Described by DuVernay, acclaimed director of the movie Selma, as “150 years of oppression in 100 minutes,” 13th examines the development of the United States’ prison system as a platform to perpetuate racism. Stemming from the ill-intentioned clause within the 13th Amendment abolishing slavery “except as punishment for a crime,” the film traces the forces that created the racially disparate penal system that exists today.

During the opening credits, the recognizable voice of former president Obama relayed a startling statistic: the U.S holds 5 percent of the world’s population and 25 percent of its prisoners. The documentary then followed the racial history of the U. S. prison system through interviews with professors, activists, and legislators. Following the 13th Amendment, convict leasing allowed prisons to “rent” out the inmates to assist with labor for a company or the government, reinstating slavery under the pretenses of assuaging the economic crisis created by the absence of free labor.

The already prejudiced law enforcement interpreted convict leasing as governmental encouragement to target African-Americans, placing recently freed individuals back into servitude. As the years progressed this discrimination grew more subtle, yet the myth of the “black criminal” persisted and was propagandized by the media. The war on drugs became a war on communities of people of color and news outlets continued to sensationalize and over represent the number of African-American criminals to the public.

The documentary then addressed the 1994 Crime Bill under the Clinton administration which endowed money for larger police forces, created new prisons, and introduced mandatory minimums for judicial sentencing. This bill, as well as many others providing profits for large companies and private prisons, was pushed by a group known as the American Legislative Exchange Council (ALEC).

### Short exercise 1:
Answer these questions using the review of the documentary 13th:
(a) According to the statistic in the opening credits, what percentage of the world's prisoners does the U.S. hold?
(b) What did convict leasing allow prisons to do with inmates?
(c) Which group pushed the 1994 Crime Bill?
### Short exercise 2:
Carry the review of the documentary 13th forward from its last sentence.
The items after this note aren't needed.

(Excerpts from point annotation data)
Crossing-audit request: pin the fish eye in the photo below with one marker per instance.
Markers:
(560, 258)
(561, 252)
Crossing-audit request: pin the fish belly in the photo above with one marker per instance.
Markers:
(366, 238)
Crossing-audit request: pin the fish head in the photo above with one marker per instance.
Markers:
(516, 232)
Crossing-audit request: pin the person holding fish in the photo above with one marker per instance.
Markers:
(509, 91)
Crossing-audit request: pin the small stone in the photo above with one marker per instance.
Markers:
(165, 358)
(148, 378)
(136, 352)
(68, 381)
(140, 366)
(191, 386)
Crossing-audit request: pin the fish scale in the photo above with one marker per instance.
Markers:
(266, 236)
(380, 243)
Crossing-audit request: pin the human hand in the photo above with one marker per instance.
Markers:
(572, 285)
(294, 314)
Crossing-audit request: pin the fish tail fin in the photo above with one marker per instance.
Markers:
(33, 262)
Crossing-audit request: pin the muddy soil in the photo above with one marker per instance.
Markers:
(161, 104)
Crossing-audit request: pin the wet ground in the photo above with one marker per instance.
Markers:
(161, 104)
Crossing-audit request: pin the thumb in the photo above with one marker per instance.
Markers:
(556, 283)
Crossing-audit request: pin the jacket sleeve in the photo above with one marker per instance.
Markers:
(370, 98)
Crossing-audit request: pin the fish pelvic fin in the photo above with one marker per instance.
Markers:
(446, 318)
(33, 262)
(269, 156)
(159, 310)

### Response 1:
(a) 25 percent.
(b) It let prisons "rent" out inmates to assist with labor for a company or the government.
(c) The American Legislative Exchange Council (ALEC).

### Response 2:
The support from corporate funders and the one in four legislators that belong to ALEC are the driving forces behind much of the legislation that supports private prisons. Similar lobbying groups contribute to the continuingly disparate population of people of color within U.S. prisons.

The film ended with an explanation of the Black Lives Matter movement as the rehumanizing of the African-American community after ages of injustice. The hosts then prompted the audience, asking for three words to describe the emotions they felt about the information covered in the film.

“Fear. Oppression. Bigotry,” responded a member of the audience, a sentiment received with audible acknowledgement from others in the room. The audience was broken up into two discussion groups: those who identified as people of color and those who identified as white. The groups reconvened after ten minutes to discuss together, communicating the action steps collected from each of the groups.

To end the discussion, the hosts stressed the necessity of supporting people of color in the community and encouraging involvement in movements advocating for their just treatment.